## DOCUMENT SECTION
-=-=-
Studio album by Asaf Avidan & the Mojos
- Released: 2008 (Israel) 15 January 2010 (Europe) 17 August 2012 (re-release)
- Recorded: 2006–2008
- Label: Telmavar Records (Israel) Sony/Columbia

Asaf Avidan & the Mojos chronology
|  | The Reckoning (2008) | Poor Boy / Lucky Man (2009) |

Singles from The Reckoning
- "Reckoning Song" Released: 2008; "Weak" Released: 2008;

= The Reckoning (Asaf Avidan & the Mojos album) =

The Reckoning is an album by the Israeli band Asaf Avidan & the Mojos, released in Israel in 2008. The album's 15 tracks blended rock, folk and blues with Avidan's lyrics about relationships and betrayal. The album was certified gold status in a year, and platinum later, and would eventually become the biggest selling "independent" record of all time in Israel. It was chosen as Album of the Year (2008) by various media, including Time Out Tel Aviv.

"Reckoning Song" was the first single released from the album in Israel. It would eventually become a huge international hit for Asaf Avidan retitled and remixed as "One Day / Reckoning Song (Wankelmut Rmx)".
-=-=-
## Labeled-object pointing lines
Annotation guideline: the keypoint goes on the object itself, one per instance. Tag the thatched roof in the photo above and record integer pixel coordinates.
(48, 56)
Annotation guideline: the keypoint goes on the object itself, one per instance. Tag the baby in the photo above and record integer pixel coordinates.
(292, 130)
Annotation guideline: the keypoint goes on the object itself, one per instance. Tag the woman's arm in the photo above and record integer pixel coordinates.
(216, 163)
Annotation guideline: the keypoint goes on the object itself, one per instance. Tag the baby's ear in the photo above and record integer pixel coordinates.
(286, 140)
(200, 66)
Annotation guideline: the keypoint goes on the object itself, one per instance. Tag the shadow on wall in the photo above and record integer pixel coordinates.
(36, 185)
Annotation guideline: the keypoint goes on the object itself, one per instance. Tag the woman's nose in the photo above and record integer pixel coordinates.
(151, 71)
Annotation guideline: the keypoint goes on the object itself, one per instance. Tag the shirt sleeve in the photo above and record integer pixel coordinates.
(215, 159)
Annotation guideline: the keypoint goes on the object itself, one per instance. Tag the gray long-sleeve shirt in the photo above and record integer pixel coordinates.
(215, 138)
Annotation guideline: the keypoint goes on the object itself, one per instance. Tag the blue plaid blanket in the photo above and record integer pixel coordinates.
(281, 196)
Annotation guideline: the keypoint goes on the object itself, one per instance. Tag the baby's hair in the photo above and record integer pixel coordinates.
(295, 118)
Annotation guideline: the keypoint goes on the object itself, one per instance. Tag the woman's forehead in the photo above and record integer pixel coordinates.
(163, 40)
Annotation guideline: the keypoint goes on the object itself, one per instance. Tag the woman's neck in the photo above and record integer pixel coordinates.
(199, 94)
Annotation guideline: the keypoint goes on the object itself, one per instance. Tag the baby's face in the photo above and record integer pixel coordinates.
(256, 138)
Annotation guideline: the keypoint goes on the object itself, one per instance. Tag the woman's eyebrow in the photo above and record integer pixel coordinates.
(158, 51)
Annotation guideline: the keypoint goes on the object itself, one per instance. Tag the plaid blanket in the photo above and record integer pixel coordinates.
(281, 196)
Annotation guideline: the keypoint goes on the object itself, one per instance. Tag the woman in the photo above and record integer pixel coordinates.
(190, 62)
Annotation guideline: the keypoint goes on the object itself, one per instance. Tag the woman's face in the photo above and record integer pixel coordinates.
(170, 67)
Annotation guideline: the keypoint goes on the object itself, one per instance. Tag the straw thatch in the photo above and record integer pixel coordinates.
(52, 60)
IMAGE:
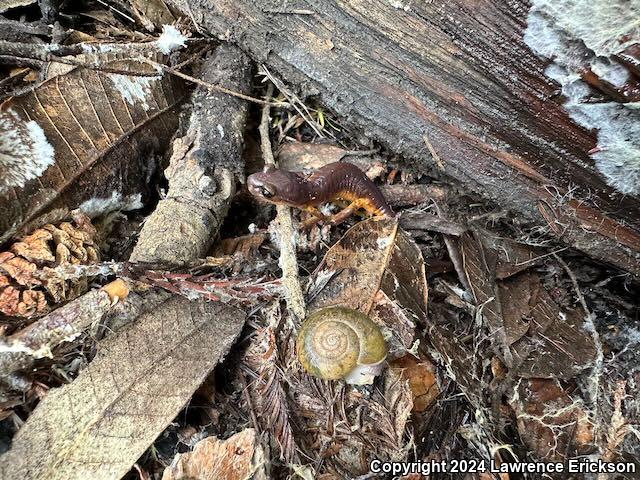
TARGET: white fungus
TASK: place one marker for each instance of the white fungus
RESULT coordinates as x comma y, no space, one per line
25,152
98,206
579,34
171,39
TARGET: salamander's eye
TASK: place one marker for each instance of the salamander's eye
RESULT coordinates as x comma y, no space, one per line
265,192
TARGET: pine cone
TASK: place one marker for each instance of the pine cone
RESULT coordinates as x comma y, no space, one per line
24,290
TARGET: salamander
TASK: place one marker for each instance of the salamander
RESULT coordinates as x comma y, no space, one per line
333,182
-=-=-
## GOALS
1 – Copy from the album article the passage starting at "- Recorded: 2006–2008" and ending at "Out Tel Aviv.".
2 – Write a continuation of the article on The Reckoning, picking up after its final sentence.

## OUTPUTS IN ORDER
1 –
- Recorded: 2006–2008
- Label: Telmavar Records (Israel) Sony/Columbia

Asaf Avidan & the Mojos chronology
|  | The Reckoning (2008) | Poor Boy / Lucky Man (2009) |

Singles from The Reckoning
- "Reckoning Song" Released: 2008; "Weak" Released: 2008;

= The Reckoning (Asaf Avidan & the Mojos album) =

The Reckoning is an album by the Israeli band Asaf Avidan & the Mojos, released in Israel in 2008. The album's 15 tracks blended rock, folk and blues with Avidan's lyrics about relationships and betrayal. The album was certified gold status in a year, and platinum later, and would eventually become the biggest selling "independent" record of all time in Israel. It was chosen as Album of the Year (2008) by various media, including Time Out Tel Aviv.

2 –
"Weak", the second single of the album, became a huge radio hit and its video was "Video of the Year" on Israel's music channel. "Weak" would also be the title song of the film L'Arbre (English title The Tree) by Julie Bertuccelli, which starred Charlotte Gainsbourg and was the closing film at Cannes Film Festival 2010.

==Track listing==
Telmavar release (2008)
1. "Maybe You Are" (2:44)
2. "Hangwoman" (3:02)
3. "Her Lies" (3:51)
4. "Weak" (3:33)
5. "Reckoning Song" (2:46)
6. "Sweat & Tears" (3:32)
7. "Rubberband Girl" (2:55)
8. "A Phoenix Is Born" (1:03)
9. "Over You Blues" (2:57)
10. "Empty Handed Saturday Blues" (4:06)
11. "A Ghost Before the Wall" (3:11)
12. "Growing Tall" (3:26)
13. "Little More Time" (5:11)
14. "Devil's Dance" (3:32)
15. "Of Scorpions & Bells" (4:34)
- "The Devil and Me" [hidden track] (3:06)
Columbia re-release (2012)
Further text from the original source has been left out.